··· Page excerpt

31a. Fissidens pellucidus Hornschuch var. pellucidus
Fissidens subcrenatus Schimper in Müller Hal., Syn. Musc. Frond. 2: 531. 1851
Plants to 4.5 × 2 mm. Stem unbranched; axillary hyaline nodules absent; central strand absent. Leaves as many as 9 pairs, lanceolate, acute to obtuse, to 1.7 × 0.3 mm; dorsal lamina narrowed proximally, ending at insertion, not decurrent; vaginant laminae 1/2 leaf length, unequal, minor lamina ending ± midway between costa and margin, often narrowed and ending on or near costa; margin ± entire to crenulate, elimbate except for weak limbidium sometimes on proximal half of vaginant laminae of perichaetial and perigonial leaves; costa ending 3-7 cells before apex, sometimes percurrent, bryoides-type; lamina cells 1-stratose, distinct, smooth, firm-walled, hexagonal, 14-18 µm. Sexual condition rhizautoicous; perigonial stems short, proximal to elongate stems and on stems ± as long as perichaetial stems. Sporophytes 1 per perichaetium. Seta to 5 mm. Capsule theca exserted, erect, radially symmetric, to 0.7 mm; peristome scariosus-type; operculum to 0.7 mm. Calyptra cucullate, smooth, to 0.6 mm. Spores 9-11 µm.

······

> _Parts of the exercise_
[1] In the Fissidens pellucidus description, what size are the spores?
[2] Carry on the Fissidens pellucidus moss description past its last sentence.

··· Dataset excerpts

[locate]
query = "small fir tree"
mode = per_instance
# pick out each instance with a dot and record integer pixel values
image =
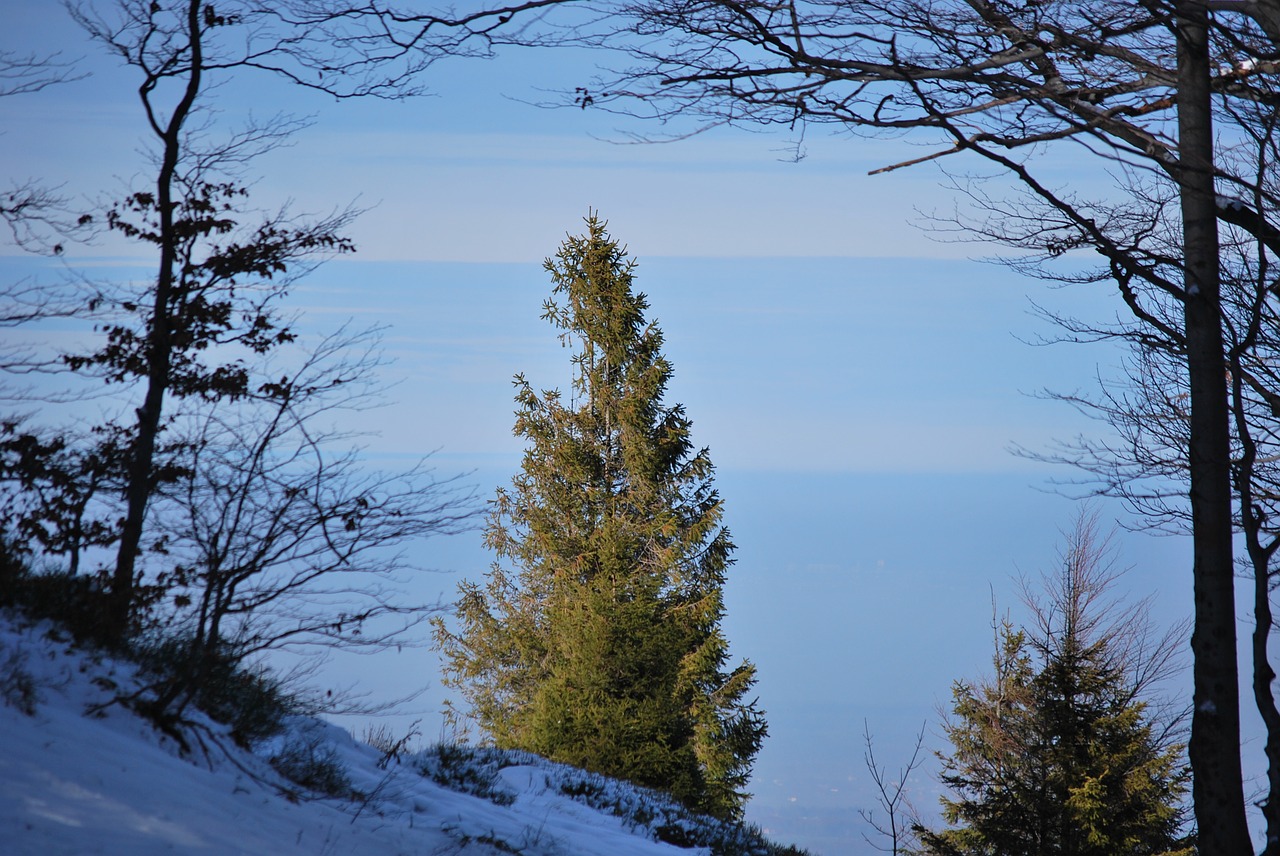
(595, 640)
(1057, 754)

······
··· Dataset excerpts

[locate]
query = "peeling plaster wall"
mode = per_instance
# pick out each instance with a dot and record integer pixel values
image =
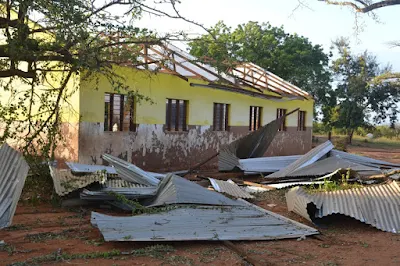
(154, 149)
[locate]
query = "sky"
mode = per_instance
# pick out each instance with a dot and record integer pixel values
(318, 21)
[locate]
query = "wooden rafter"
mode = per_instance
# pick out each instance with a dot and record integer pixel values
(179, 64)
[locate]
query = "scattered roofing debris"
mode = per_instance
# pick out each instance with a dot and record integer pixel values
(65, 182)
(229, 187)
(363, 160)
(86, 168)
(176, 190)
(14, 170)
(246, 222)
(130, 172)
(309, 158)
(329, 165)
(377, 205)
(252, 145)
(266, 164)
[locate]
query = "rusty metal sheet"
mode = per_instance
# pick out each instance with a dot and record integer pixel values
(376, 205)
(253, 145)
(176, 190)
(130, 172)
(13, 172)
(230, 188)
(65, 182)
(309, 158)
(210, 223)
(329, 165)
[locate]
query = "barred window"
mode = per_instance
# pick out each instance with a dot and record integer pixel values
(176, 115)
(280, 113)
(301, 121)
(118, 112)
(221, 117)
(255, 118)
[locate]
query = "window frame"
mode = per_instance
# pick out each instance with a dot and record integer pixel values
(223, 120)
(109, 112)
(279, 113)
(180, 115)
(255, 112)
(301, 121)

······
··· Dataset excerpts

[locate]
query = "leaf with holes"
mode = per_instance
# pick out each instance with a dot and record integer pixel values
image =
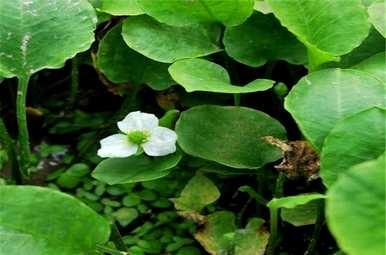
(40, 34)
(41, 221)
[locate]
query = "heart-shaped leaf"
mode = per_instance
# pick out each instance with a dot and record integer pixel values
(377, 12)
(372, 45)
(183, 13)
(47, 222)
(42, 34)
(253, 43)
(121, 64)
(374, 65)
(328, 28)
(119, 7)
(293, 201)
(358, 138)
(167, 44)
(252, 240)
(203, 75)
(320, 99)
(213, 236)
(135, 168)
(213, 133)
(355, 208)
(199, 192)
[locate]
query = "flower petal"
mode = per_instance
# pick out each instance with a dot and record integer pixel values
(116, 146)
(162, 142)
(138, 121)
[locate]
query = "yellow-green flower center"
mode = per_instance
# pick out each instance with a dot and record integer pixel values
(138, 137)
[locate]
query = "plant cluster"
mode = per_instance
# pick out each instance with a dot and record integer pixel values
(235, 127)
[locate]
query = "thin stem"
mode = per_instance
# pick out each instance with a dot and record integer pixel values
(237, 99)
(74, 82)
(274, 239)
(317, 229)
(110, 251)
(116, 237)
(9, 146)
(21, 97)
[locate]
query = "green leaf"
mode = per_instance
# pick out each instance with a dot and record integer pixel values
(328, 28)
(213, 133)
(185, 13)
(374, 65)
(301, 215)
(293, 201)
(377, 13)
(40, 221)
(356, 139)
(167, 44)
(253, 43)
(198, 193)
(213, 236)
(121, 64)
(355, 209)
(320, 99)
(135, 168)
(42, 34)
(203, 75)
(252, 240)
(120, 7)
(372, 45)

······

> _Results by task_
[1] 9-11 µm.

[2]
Soil, rocks and stones (usually basic) in shaded ravines and along streams, infrequently around bases of trees; Ala., Fla., Ga., La.; Mexico; West Indies; Central America; South America; Asia; Africa.
Fissidens pellucidus, a species principally tropical in distribution, is best recognized by its shiny appearance and distinct, guttulate, regularly hexagonal laminal cells. The cell walls are smooth, although the guttulae can be mistaken for papillae. In addition, the leaf margin is elimbate except for an occasional weak limbidium on the proximal parts of perichaetial leaves, and the vaginant laminae either end ± midway between the costa and margin or are narrowed and end on the costa. The plants, especially the costae and stems, are often reddish.